Segment Start: Working data

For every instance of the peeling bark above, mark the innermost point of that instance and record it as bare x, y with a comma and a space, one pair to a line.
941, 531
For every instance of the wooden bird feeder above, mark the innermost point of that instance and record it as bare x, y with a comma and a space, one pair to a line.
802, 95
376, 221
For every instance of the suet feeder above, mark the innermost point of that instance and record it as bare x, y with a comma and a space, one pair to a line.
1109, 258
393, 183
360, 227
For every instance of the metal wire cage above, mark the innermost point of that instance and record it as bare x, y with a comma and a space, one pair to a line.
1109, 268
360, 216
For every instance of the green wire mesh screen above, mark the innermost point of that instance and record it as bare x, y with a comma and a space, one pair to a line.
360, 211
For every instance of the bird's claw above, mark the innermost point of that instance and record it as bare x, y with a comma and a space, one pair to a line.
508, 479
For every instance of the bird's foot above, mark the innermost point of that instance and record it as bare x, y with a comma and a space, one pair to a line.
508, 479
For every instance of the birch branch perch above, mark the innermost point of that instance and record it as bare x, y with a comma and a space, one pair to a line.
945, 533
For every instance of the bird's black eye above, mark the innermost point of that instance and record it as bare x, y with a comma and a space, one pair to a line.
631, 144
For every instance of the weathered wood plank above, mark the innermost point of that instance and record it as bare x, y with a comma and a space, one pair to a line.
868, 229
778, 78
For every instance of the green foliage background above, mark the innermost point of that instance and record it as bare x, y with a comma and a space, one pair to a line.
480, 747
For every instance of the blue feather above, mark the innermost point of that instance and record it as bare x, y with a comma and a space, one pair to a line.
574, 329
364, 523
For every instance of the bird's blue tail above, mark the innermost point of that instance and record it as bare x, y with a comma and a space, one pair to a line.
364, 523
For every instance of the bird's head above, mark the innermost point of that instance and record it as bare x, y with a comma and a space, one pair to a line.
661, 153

Segment End: Working data

● **What to produce**
A complete, exact copy of the records is what is needed.

● **Exercise answer**
For every instance of the peeling bark above, mark the innermost point of that instance and record it as bare x, y with a comma and a space, one pair to a line.
941, 531
For every instance of the wooden bird feeder above, mark the innermost point of that instance and record it as bare x, y with a comma and a space, one pair to a line.
802, 95
376, 221
For every instance of the suet feeder above, mark the innermost point of that instance and record it as bare x, y with a comma and a space, one pair to a line.
1109, 258
393, 183
360, 227
For every instance of the metal wire cage above, mark the innermost point of that instance and record it as bare x, y with a comma and a space, one pair to a line.
1109, 268
360, 216
For every instance of the green wire mesh screen above, mark the innermost point of that instance and record it as bare x, y with a comma and a space, one pair to a line.
360, 211
For every instance of the bird's claw above, mark the innermost point of that instance and record it as bare x, y with a comma and a space, one pair to a line.
508, 479
For every instance of the bird's foot above, mark the innermost point of that instance and record it as bare x, y with a comma and a space, one pair to a line.
508, 479
For every instance of the birch branch perch above, mark the innermost point of that instance and record it as bare x, y with a comma and a space, one pair to a line.
945, 533
For every instance of the bird's black eye above, mark the innermost point of that instance and record it as bare x, y with a comma and a space, one pair to a line.
631, 144
For every instance of the weathered wood plank above, mark the innermost point of that instance and record it as bare x, y with a comma and a space, one pair to a line.
868, 229
778, 78
For every instance of the green foliage background above, mark the innermost point of that instance and record it as bare x, y with a comma and a space, one pair to a line.
480, 747
For every instance of the blue feather above, mark the innermost point of that instance and record it as bare x, y with a comma and a space, one pair to a line.
574, 329
364, 523
For every instance of the bird's blue tail above, mark the innermost point of that instance and record it as bare x, y with a comma and a space, one pair to a line.
364, 523
For every instance of the bird's head above, mark the innermost point of that instance and record it as bare x, y with a comma and a space, one pair to a line.
661, 153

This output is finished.